> Aufgaben:
1. Beantworte zum Beitrag „Glück ist, wenn das Seil spannt“ diese drei Fragen:
(a) Mit welcher Begründung kam das Aus für den Landeszuschuss?
(b) In welchem Monat wird die Verfasserin oder der Verfasser Endgültiges erfahren?
(c) Womit ist das Menschlein am Bungee-Seil so angefüllt, dass es süchtig wird?
2. Gib aus dem Beitrag „Glück ist, wenn das Seil spannt“ den Abschnitt von „Ich mache mich“ bis „Brücke stürzen wird.“ Wort für Wort wieder.
3. Führe den Beitrag „Glück ist, wenn das Seil spannt“ im Anschluss an seinen letzten Satz weiter.

━━━ Angezeigter Text

Glück ist, wenn das Seil spannt

Dieses Glücksgedusel derzeit in Radio und Fernsehen kann einem manchmal ganz schön auf die Nerven gehen - vor allem dann, wenn man sich so richtig down fühlt. Für dieses Gefühl gab es eigentlich keinen rationalen Grund (außer einem Packen von Rechnungswahnsinn). Ich hatte angefangen, ein recht verrücktes und eigentlich viel zu großes künstlerisches Projekt anzudenken ... und dann ist mir genau das passiert, was mit dem Projekt Nijinsky ganz am Anfang auch passiert war: Es bröselten so langsam aber sicher alle möglichen positiven Umstände davon.


Das Projekt steht vor dem möglichen Erstickungstod - an leider recht "deutschen" Situationen in der geordneten Kulturwelt, wer mit wem darf und mag, aber mit wem nicht mag, weil er was teilen müsste, und mit wem nicht darf, damit er Zuschüsse bekommt, oder welche Gelder nicht annehmen darf, die über fehlende Zuschüsse hinweg retten könnten. Und dann kam das Aus für den Landeszuschuss, weil mein Vorhaben "nicht literarisch" sei. Das wäre es gewesen, wenn ich brav als Tante Erna aus einem drittklassigen Buch vorgelesen hätte. Aber ich Trottel will ja nicht lesen. Ich will mehr.

"Nicht literarisch" - obwohl ich mir diesen zerlatschten Pantoffel nun wirklich nicht hätte anziehen müssen, lähmen mich solche Urteile gewaltig. Nicht, dass ich nicht mehr an meine Idee geglaubt hätte! Ich glaubte einfach nicht mehr daran, dass ich kleines Hascherl kann, was ich will. Was sind wir Autoren doch für Sensibelchen! Immerhin müsste ich für dieses Projekt einen Text schreiben, den ich durchaus als Herausforderung betrachte. Endgültiges werde ich erst im Dezember erfahren, eigentlich viel zu spät. Aber nun ja, ich fühlte mich wie das Wetter: trübe, mit einem Himmel, der auf die Erde zu fallen droht.

Ich mache mich mein ganzes Leben lang schon über Bungee-Springer lustig. Wie sie dämlich von Brücken und hohen Kanten in die Tiefe rasen, zumindest im Kopf wissend, dass der finale Crash wahrscheinlich ausbleibt. Und dann macht es Plop, das Seil spannt, das Menschlein hüpft wie ein irrer Gummiball hoch und runter. Und ist dann so mit Adrenalin und Endorphinen angefüllt, dass es süchtig wird. Und sich künftig immer wieder von der Brücke stürzen wird.

Gestern habe ich festgestellt, dass das Künstlerdasein auch nicht besser ist. Kein vernünftiger Mensch würde sich so oft und immer wieder in die existenzielle Achterbahn begeben. Man könnte doch auch gemütlich aus der ersten Reihe auf der Brücke diesen Irren zuschauen! Aber nein. Als wüsste man es nicht besser, schaut man in freien Fall auch noch bewusst nach ganz unten. Auf den Fels, auf dem man aufschlagen könnte. Wenn das Seil nicht hält. Wenn das Seil nicht endlich spannt. Zu viel Adrenalin kann töten ...

━━━━━━
━━━ Datensätze

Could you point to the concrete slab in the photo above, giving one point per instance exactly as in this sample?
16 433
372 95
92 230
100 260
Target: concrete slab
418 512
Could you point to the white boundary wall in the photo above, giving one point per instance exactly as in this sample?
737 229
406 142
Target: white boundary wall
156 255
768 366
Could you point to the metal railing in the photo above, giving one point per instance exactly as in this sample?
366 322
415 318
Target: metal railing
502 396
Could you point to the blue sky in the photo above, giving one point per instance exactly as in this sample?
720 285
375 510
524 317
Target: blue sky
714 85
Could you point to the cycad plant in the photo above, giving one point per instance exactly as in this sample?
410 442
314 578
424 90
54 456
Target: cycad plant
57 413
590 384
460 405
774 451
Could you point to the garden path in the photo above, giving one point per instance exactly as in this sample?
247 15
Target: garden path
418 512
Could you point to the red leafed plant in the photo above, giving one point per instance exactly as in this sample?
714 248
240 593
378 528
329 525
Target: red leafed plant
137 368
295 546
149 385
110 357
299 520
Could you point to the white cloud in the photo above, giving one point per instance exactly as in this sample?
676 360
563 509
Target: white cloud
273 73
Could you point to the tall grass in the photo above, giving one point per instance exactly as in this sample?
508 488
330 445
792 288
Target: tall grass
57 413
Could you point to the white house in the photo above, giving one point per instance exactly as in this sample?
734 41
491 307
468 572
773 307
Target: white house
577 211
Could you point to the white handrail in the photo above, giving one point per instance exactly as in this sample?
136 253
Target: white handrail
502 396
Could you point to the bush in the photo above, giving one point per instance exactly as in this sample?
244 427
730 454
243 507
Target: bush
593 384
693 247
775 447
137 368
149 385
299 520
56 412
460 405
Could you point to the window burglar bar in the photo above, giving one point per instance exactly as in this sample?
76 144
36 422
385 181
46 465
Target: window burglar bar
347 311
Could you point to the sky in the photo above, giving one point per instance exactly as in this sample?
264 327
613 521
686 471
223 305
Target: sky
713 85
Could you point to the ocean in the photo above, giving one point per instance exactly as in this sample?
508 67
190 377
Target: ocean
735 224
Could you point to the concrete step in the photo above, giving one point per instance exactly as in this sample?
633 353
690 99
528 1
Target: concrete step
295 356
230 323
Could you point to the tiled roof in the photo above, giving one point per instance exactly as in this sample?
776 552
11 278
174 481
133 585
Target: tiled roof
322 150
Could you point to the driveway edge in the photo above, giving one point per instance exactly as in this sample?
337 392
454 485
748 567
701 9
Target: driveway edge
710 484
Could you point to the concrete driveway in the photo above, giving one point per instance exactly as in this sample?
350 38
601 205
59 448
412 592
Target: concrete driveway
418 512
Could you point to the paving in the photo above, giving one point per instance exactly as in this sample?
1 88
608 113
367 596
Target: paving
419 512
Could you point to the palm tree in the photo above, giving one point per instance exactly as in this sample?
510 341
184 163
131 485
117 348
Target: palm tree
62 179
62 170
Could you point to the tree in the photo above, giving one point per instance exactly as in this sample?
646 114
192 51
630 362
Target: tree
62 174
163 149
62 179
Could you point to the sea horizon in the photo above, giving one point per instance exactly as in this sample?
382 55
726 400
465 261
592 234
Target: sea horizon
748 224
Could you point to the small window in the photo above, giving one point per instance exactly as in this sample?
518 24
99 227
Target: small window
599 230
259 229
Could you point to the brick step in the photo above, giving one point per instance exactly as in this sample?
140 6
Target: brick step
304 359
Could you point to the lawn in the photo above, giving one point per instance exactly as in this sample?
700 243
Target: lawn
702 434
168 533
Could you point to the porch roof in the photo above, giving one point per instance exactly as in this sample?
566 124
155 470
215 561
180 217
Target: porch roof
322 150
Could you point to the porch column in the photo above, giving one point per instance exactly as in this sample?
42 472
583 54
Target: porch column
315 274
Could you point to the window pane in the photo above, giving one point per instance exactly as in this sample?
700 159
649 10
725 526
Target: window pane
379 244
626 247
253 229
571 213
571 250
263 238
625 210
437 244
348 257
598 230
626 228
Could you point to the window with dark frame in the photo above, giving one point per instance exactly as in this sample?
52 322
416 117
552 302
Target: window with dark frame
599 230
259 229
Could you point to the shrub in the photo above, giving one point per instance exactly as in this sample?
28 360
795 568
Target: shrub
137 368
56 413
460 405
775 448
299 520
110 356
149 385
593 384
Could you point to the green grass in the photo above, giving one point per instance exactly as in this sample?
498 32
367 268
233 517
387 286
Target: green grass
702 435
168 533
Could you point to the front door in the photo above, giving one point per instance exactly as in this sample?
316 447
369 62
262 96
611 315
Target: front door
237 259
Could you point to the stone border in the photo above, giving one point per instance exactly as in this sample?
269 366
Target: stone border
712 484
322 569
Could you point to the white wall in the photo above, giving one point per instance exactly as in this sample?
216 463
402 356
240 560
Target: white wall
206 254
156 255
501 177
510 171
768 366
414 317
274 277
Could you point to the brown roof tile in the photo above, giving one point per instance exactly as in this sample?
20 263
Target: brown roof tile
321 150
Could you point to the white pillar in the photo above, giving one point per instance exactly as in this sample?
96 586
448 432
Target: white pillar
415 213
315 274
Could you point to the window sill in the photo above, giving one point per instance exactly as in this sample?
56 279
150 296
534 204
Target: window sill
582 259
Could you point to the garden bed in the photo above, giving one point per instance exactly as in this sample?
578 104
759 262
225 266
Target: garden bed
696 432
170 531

━━━━━━

> Endgültige Antworten:
1.
(a) Das Vorhaben sei „nicht literarisch“.
(b) Im Dezember.
(c) Mit Adrenalin und Endorphinen.

2.
Ich mache mich mein ganzes Leben lang schon über Bungee-Springer lustig. Wie sie dämlich von Brücken und hohen Kanten in die Tiefe rasen, zumindest im Kopf wissend, dass der finale Crash wahrscheinlich ausbleibt. Und dann macht es Plop, das Seil spannt, das Menschlein hüpft wie ein irrer Gummiball hoch und runter. Und ist dann so mit Adrenalin und Endorphinen angefüllt, dass es süchtig wird. Und sich künftig immer wieder von der Brücke stürzen wird.

3.
An jenem tiefsten Punkt klingelt manchmal das Telefon. Ich klagte irgendwann mein Leid. Hubuh, mein verrückter Traum, ich wusste ja, er ist viel zu verrückt, ich war ja darauf vorbereitet, dass er platzen könnte ...
Das hätte ich nur einer Russin nicht sagen dürfen. "Ihr lebt doch in einem so freiheitlichen Land - und dann habt ihr selbst in der Kunst solche Reglementierungen!?" Komisch, wie recht sie hatte. Je institutionalisierter Kunst und Kultur in Deutschland abläuft, desto verrückter werden die Verflechtungen und Vorschriften, Gewohnheiten und "das tut man nicht".

"Was hast du denn vor, was brauchst du?", fragte sie mich. Ich träumte noch einmal laut und zählte auf.
"Ja, aber warum machst du das nicht einfach - mach es doch selbst!?!"
Das war der Moment, in dem das Seil seine stärkste Spannung hatte. Diesen Satz hatte ich schon einmal gehört. Als drei Jahre Arbeit am Nijinsky-Projekt umsonst erschienen, weil die vorgesehenen Partner nicht mehr da waren. Damals bekam ich auf die gleiche Weise einen vor den Bug geknallt: "Warum machst du das nicht selbst?" - Und ich habe gekämpft, bis ich mein fertiges Buch in Händen hielt. Endorphin pur. Ob ich die Kraft noch einmal aufbringe?

Wroooooom ... sauste das Seil mit dem Gummifrauchen nach oben. Wir waren im Nu in einem kreativen Brainstorming begriffen, wen man alles so anhauen könnte, wie gestalten und wo - und wie man eine Budgetierung ohne Zuschüsse macht. Plötzlich tauchen Leute auf, die ich ansprechen könnte und eigentlich schon lange kenne; Wege, die ich selbst nicht gesehen habe.
"Du machst das, im Winter schreibst du den Text dafür!", wurde ich verdonnert. Ich war erst mal so high, dass ich ihn am liebsten gleich in die Tasten gehauen hätte.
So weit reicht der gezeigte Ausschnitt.